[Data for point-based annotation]
──────

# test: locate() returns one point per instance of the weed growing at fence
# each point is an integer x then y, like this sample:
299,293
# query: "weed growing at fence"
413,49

──────

**Required work**
Express the data above as a two-column Markdown table headed Row and Line. Give each line its number in order and skip any blank lines.

**Task solution**
| Row | Line |
|---|---|
| 1 | # test: locate() returns one point per instance of the weed growing at fence |
| 2 | # each point is an integer x then y, like this sample: |
| 3 | 299,293 |
| 4 | # query: "weed growing at fence" |
| 5 | 413,49 |